### Given text:
Children enthusiastically threw themselves into snowball fights and building snowmen Monday after a night-long snowstorm dumped up to 7 inches in some areas.

"We don't get much snow in N.C., so I'm kind of excited," fourth-grader Zach Lollar, of Raleigh, said.

Parents, somewhat less enthusiastically, find their snow-day schedules determined by schools and day care centers.

"Once Wake County (schools) made their decision, it was pretty much made for me," parent Lee Pipkin.

Kim Drumgo, of Raleigh, said she has three children in three different schools, which were all closed.

"You kind of go into a plan-B mode, and you figure out what's going to be open, what (work) I can do from home, what meetings do I have to cancel," Drumgo said. "We had the snow in January and had to the same thing – just go with the flow, figure it out."

Some parents said they figured that if they couldn't go into work, they'd bring it with them.

Craig Herman settled in to work at Monkey Joes kids' indoor playground while his children played.

### Entries supplied:
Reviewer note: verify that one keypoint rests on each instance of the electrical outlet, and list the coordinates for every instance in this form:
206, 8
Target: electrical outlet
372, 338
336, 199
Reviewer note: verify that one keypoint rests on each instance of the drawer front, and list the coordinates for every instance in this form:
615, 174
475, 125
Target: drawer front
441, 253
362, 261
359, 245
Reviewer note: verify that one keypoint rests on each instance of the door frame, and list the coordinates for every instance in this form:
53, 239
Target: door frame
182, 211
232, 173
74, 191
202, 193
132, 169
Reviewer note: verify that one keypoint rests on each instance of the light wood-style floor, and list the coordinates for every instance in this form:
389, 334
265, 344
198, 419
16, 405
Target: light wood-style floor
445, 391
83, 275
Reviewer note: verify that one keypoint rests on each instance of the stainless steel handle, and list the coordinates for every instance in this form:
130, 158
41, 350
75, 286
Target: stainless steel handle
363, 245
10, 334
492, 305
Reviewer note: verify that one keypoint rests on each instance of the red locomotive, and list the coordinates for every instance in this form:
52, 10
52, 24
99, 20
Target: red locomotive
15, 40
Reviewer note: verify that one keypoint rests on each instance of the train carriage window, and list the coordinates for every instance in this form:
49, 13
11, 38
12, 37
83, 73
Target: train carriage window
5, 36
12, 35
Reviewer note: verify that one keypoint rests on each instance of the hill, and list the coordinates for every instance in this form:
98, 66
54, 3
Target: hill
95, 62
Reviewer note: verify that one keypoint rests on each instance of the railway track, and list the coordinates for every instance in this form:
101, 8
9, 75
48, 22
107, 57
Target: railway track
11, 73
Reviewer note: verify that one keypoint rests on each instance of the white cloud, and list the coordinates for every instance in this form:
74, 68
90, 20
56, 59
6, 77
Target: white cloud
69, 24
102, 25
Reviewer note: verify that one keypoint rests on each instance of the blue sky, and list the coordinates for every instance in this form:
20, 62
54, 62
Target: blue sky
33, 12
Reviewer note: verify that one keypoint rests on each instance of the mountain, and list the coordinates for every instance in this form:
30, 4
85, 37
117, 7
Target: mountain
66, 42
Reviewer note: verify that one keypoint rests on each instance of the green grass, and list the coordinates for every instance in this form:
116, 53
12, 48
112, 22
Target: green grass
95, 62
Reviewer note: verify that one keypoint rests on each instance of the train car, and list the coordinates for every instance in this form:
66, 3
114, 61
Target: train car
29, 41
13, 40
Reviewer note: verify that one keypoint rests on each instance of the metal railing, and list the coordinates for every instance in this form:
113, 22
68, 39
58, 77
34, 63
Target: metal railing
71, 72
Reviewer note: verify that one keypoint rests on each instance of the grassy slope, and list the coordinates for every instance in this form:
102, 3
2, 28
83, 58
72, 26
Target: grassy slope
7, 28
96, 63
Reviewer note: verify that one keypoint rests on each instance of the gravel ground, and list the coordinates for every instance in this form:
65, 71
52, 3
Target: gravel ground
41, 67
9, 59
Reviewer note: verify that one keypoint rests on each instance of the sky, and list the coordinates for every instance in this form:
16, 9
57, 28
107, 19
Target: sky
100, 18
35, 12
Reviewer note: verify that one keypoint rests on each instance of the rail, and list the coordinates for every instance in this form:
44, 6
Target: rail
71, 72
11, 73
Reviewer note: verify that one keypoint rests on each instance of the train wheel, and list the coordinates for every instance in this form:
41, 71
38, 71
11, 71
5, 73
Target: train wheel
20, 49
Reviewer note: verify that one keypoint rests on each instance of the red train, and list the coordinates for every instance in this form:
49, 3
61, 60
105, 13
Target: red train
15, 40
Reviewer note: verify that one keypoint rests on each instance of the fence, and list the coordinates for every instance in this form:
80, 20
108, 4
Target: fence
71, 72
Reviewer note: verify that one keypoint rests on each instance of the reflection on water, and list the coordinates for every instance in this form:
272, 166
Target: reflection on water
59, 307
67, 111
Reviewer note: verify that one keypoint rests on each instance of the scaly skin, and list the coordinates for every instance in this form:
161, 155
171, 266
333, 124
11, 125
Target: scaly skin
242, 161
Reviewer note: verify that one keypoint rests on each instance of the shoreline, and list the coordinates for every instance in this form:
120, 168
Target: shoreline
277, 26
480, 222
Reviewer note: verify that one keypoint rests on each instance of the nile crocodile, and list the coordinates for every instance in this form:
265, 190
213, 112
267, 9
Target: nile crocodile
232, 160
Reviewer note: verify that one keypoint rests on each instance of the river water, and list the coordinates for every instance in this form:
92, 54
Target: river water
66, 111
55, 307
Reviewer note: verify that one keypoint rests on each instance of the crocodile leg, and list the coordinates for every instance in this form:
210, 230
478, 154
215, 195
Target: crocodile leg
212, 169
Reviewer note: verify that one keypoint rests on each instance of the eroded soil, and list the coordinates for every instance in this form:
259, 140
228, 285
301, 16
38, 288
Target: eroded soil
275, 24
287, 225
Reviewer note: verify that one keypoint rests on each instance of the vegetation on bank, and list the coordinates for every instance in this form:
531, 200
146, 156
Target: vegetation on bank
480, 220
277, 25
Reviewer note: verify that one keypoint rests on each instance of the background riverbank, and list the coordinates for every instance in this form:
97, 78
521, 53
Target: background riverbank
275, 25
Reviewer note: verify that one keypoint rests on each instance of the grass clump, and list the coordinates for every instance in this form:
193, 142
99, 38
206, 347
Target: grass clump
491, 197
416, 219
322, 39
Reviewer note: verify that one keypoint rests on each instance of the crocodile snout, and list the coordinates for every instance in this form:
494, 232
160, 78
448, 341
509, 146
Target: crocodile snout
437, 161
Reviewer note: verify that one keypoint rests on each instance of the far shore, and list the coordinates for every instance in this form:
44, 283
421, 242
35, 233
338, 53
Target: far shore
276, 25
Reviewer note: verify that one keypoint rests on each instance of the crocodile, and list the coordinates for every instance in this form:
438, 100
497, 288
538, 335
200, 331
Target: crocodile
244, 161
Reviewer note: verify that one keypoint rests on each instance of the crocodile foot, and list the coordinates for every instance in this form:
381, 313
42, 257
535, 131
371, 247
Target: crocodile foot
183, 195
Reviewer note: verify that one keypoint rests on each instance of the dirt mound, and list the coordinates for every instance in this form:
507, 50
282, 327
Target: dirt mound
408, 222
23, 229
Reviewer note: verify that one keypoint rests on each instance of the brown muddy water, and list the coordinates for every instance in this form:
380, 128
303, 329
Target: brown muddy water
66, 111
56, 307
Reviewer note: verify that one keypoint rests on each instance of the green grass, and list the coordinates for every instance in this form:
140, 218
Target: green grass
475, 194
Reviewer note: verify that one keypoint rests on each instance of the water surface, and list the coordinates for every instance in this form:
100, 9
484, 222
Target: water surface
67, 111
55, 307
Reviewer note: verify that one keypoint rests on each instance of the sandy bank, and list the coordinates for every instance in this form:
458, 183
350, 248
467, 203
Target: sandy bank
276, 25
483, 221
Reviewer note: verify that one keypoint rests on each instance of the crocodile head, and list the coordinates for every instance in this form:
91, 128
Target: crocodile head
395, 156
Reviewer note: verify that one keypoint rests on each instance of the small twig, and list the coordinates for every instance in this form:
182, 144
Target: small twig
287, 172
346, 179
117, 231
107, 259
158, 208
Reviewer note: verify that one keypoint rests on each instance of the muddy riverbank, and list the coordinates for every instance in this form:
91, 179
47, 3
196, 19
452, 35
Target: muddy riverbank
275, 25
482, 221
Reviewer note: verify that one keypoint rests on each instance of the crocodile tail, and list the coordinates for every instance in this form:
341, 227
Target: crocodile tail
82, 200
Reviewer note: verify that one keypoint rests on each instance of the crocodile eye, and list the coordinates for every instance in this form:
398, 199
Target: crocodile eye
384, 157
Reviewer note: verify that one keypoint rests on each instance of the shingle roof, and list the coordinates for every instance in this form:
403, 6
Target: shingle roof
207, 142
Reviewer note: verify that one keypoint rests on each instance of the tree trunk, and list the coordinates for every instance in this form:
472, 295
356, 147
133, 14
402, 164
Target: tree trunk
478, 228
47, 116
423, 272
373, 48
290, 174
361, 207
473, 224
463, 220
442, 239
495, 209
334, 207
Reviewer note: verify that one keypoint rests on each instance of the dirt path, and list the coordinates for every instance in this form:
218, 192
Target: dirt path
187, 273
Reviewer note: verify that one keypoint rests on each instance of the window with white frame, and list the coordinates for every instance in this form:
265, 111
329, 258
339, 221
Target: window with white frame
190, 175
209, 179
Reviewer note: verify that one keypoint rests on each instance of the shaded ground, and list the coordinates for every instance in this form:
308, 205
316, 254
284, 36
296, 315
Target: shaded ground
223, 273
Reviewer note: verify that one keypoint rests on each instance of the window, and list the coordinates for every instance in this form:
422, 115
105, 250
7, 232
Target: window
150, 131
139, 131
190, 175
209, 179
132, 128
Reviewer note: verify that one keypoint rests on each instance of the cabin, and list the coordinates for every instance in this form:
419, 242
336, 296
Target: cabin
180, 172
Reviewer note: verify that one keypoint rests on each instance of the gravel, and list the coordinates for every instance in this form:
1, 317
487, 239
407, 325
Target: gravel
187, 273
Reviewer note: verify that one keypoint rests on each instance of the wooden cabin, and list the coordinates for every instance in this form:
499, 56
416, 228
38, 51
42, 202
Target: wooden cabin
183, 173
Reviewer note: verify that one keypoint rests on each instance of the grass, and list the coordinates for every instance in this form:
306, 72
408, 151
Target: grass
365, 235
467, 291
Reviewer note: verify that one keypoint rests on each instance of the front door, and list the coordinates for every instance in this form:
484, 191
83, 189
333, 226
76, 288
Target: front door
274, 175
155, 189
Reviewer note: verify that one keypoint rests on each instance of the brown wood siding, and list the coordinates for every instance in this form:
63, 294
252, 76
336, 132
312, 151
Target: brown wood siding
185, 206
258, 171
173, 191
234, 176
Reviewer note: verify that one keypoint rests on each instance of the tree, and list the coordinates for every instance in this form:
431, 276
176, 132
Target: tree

### Requirements:
1) Answer these questions from the snow-day article, one line each, marked like the questions.
(a) How much snow did the night-long storm dump in some areas?
(b) How many children does Kim Drumgo have, and how many of their schools were closed?
(c) Where did Craig Herman settle in to work while his children played?
2) Extend the article about the Raleigh snow day past its final sentence with the next few paragraphs.

### Responses:
1)
(a) Up to 7 inches.
(b) She has three children in three different schools, and all of them were closed.
(c) At Monkey Joes kids' indoor playground.

2)
"It actually works really well," he said. "The background noise is so high that it's not really that distracting."

Some parents said that having a flexible work schedule has helped them out on snow days and often kept them from having to use up vacation or sick time.

Others said they anticipate having to find ways to be a little more productive in the coming days.

"It just makes you work a little bit differently and, when you have days like this, often work harder trying to compensate for not being in the office," Drumgo said.

Whatever solutions parents find to their work dilemmas, children's schedules rule, at least for snow days.

"Whatever the kids want to do, that's what we do. Keep them busy, get them tired – hopefully, they'll go to bed early," Pipkin said.